* **GOAL**
Reproduce all of the data below with each "marker" swapped for "pin" and everything else left the same.

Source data
__________

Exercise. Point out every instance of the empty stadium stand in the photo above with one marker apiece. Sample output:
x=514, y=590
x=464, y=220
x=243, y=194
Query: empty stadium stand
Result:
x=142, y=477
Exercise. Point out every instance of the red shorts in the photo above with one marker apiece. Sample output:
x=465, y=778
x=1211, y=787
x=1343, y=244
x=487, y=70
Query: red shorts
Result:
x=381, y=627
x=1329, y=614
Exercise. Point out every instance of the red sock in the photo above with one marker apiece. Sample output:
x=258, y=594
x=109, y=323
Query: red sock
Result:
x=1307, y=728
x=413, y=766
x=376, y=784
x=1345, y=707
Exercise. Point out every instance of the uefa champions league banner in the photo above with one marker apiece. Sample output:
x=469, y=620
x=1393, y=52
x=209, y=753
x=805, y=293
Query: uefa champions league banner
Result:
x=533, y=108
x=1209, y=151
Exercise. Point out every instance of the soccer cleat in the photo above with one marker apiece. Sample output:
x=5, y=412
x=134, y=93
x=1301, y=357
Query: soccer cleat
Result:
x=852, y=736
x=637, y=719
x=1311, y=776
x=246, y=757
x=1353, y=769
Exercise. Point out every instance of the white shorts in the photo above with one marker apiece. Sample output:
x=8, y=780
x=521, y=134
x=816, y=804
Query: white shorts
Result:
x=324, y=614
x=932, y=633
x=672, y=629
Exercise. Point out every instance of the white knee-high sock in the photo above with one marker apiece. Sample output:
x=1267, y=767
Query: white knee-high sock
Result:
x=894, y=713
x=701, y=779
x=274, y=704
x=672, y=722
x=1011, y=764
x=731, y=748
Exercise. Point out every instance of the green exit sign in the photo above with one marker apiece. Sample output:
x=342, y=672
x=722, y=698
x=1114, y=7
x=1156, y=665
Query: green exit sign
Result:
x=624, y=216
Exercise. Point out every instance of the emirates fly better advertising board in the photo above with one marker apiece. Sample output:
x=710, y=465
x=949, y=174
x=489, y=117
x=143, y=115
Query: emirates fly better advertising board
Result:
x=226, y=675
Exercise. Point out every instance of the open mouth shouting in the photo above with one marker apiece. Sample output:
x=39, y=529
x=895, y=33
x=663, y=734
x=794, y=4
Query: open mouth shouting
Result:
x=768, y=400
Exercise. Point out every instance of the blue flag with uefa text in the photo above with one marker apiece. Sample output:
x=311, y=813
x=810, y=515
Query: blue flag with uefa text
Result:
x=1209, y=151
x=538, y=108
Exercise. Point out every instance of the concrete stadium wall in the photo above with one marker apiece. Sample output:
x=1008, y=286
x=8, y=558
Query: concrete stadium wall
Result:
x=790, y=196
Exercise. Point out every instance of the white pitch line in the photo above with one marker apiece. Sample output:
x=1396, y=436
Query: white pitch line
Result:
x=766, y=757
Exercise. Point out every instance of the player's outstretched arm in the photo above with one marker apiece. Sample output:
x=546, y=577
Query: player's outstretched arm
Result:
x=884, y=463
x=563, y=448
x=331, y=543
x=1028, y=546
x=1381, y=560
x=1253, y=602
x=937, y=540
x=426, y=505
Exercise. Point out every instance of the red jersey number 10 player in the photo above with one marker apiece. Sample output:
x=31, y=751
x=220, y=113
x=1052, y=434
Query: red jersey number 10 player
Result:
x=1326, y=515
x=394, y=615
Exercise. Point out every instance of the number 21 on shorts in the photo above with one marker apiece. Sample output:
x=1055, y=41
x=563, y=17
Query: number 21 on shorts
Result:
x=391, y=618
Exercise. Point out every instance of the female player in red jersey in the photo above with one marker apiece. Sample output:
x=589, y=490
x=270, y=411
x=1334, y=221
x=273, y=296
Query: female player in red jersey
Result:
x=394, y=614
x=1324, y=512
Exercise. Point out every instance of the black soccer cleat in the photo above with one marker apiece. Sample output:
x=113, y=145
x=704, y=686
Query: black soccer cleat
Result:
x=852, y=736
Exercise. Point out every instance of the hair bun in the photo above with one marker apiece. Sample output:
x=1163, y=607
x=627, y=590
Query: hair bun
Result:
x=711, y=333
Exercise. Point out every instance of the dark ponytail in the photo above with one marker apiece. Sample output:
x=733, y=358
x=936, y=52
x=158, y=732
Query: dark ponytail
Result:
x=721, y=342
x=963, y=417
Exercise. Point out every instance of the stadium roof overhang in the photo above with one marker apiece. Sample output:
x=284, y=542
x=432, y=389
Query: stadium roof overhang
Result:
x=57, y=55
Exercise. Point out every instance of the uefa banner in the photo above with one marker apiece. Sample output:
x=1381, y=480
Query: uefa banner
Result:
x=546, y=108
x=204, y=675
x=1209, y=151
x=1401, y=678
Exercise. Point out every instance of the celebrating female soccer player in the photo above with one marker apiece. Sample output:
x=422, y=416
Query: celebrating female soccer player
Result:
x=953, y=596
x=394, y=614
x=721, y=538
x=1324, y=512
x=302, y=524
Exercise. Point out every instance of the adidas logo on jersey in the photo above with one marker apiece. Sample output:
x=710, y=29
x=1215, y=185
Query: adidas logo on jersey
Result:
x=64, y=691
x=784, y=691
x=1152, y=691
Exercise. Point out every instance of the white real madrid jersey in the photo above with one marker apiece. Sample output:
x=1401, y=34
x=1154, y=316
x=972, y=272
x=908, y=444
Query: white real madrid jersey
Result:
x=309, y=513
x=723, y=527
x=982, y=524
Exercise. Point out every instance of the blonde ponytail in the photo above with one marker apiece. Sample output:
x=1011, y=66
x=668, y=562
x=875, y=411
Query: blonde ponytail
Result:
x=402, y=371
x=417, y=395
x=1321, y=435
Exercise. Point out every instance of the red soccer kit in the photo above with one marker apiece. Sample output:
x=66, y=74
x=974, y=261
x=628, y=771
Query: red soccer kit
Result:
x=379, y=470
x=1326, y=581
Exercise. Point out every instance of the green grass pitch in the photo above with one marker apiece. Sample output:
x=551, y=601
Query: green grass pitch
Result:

__________

* **FINAL RESULT**
Exercise. Point out every instance of the empty stadium stand in the photo above with one pin apiece. Sample output:
x=514, y=590
x=464, y=220
x=243, y=194
Query: empty stadium stand
Result:
x=142, y=477
Exercise. Point out every instance of the red shorts in the photo above with one pin apiece. Sample output:
x=465, y=778
x=1211, y=787
x=1343, y=244
x=487, y=70
Query: red shorts
Result:
x=381, y=627
x=1329, y=614
Exercise. Point out every instance of the red sock in the photo above with one pin apiece. Sample output:
x=258, y=594
x=109, y=323
Query: red sock
Result:
x=1307, y=728
x=413, y=766
x=376, y=784
x=1345, y=707
Exercise. Point out every instance of the uefa champions league banner in the photo above with one pin apiece. Sample output:
x=469, y=620
x=1393, y=52
x=209, y=753
x=805, y=293
Query: uefa champions league banner
Result:
x=533, y=108
x=1209, y=151
Exercise. Point out every instance of the soccer cleat in the photo above with one pin apiece. Sample output:
x=5, y=412
x=134, y=93
x=1301, y=357
Query: soccer cleat
Result:
x=852, y=736
x=637, y=719
x=1311, y=776
x=246, y=757
x=1353, y=769
Exercise. Point out every instance of the white shorts in the photo above with one pin apiece. Sample output:
x=8, y=780
x=521, y=134
x=816, y=804
Query: white shorts
Result:
x=324, y=614
x=932, y=633
x=672, y=629
Exercise. Point out every instance of the white knee-high sock in the photo above with one pin apiece. Sample output:
x=1267, y=767
Query: white knee-high sock
Result:
x=894, y=713
x=701, y=779
x=274, y=704
x=672, y=722
x=1011, y=764
x=731, y=748
Exercise. Point out every instance of the green exit sign in the photo above with one pin apiece. Sample output:
x=342, y=672
x=722, y=698
x=1114, y=7
x=1156, y=665
Query: green exit sign
Result:
x=624, y=216
Exercise. Point out every instance of the emirates fly better advertising board in the photo above with one pin apiece. Sample output:
x=710, y=465
x=949, y=174
x=489, y=117
x=143, y=115
Query: emirates fly better advertising board
Result:
x=226, y=675
Exercise. Point out every instance of the open mouth shouting in the photo above with one pin apiece. Sample output:
x=39, y=529
x=895, y=33
x=663, y=734
x=794, y=4
Query: open mouth shouting
Result:
x=768, y=400
Exercise. Point out every instance of the blue flag with uefa text in the photo above with one pin apiece. Sample output:
x=311, y=813
x=810, y=515
Query: blue flag with uefa text
Result:
x=1209, y=151
x=538, y=108
Exercise. Point out every instance of the concrete stadium wall in the photo above with one pin apiece. Sample output:
x=1008, y=286
x=8, y=558
Query: concrete stadium wall
Result:
x=790, y=196
Exercise. Point out every instance of the white pitch line in the photo above with one pin apiece. Sample output:
x=1396, y=436
Query: white pitch line
Result:
x=766, y=757
Exercise. Point out every instance of the player's outstretched arm in the photo above with one pin apiece. Sample output:
x=546, y=577
Query: player's outstretched arm
Result:
x=884, y=463
x=563, y=448
x=331, y=543
x=1028, y=546
x=1381, y=560
x=1253, y=602
x=937, y=540
x=426, y=505
Exercise. Point out every instance of the red jersey number 10 player in the photo above with one pin apiece. Sample output:
x=31, y=751
x=220, y=113
x=1052, y=434
Query: red jersey number 10 player
Result:
x=1326, y=515
x=394, y=615
Exercise. Point out every instance of the number 21 on shorts in the photo above with one pin apiece. Sample output:
x=1055, y=41
x=563, y=17
Query: number 21 on shorts
Result:
x=391, y=618
Exercise. Point out every instance of the female player in red jersey in the photo above with one pin apiece. Sample output:
x=589, y=490
x=270, y=411
x=1334, y=221
x=273, y=296
Query: female player in red jersey
Result:
x=394, y=614
x=1324, y=512
Exercise. Point out every instance of the black soccer cleat in the photo above with one pin apiece. Sample output:
x=113, y=145
x=704, y=686
Query: black soccer cleat
Result:
x=852, y=736
Exercise. Point out every instance of the hair bun in the photo above with one pin apiece. Sample output:
x=1163, y=607
x=627, y=590
Query: hair bun
Result:
x=711, y=333
Exercise. Point out every instance of the dark ponytail in the photo above with one pin apiece. Sample output:
x=733, y=358
x=936, y=52
x=158, y=732
Query: dark ponytail
Result:
x=721, y=342
x=963, y=417
Exercise. Point out every instance of the stadium roof overhang in the photo above with one pin apiece. Sample output:
x=284, y=542
x=432, y=389
Query: stadium roof overhang
Result:
x=57, y=55
Exercise. Point out every instance of the uefa banner in the photo above with one pin apiece. Sample output:
x=1381, y=480
Query: uefa banner
Result:
x=546, y=108
x=204, y=675
x=1209, y=151
x=1401, y=678
Exercise. Point out every instance of the celebrating female soccer player in the photo above with one pin apiece. Sample output:
x=422, y=416
Query: celebrating female soccer player
Result:
x=953, y=596
x=394, y=614
x=721, y=538
x=1324, y=512
x=302, y=524
Exercise. Point out every instance of the adidas logo on jersey in the photo above with one pin apiece. Sample output:
x=710, y=29
x=1215, y=185
Query: adidas logo on jersey
Result:
x=64, y=691
x=784, y=691
x=1152, y=691
Exercise. Point out every instance of the white real madrid jersey in the photo above with one pin apiece. Sample output:
x=1401, y=34
x=1154, y=316
x=972, y=272
x=908, y=444
Query: white real madrid jersey
Result:
x=309, y=513
x=723, y=527
x=982, y=524
Exercise. Point out every instance of the blonde ponytail in the photo above with one pin apiece. Sample output:
x=1011, y=66
x=668, y=562
x=875, y=411
Query: blonde ponytail
Result:
x=402, y=371
x=417, y=395
x=1321, y=435
Exercise. Point out every instance of the red soccer kit in the photo above with one pin apiece. Sample output:
x=66, y=74
x=974, y=261
x=628, y=771
Query: red soccer kit
Result:
x=379, y=470
x=1326, y=581
Exercise. Point out every instance of the green grass pitch in the photo above with one pin apiece. Sample output:
x=551, y=601
Query: green grass pitch
Result:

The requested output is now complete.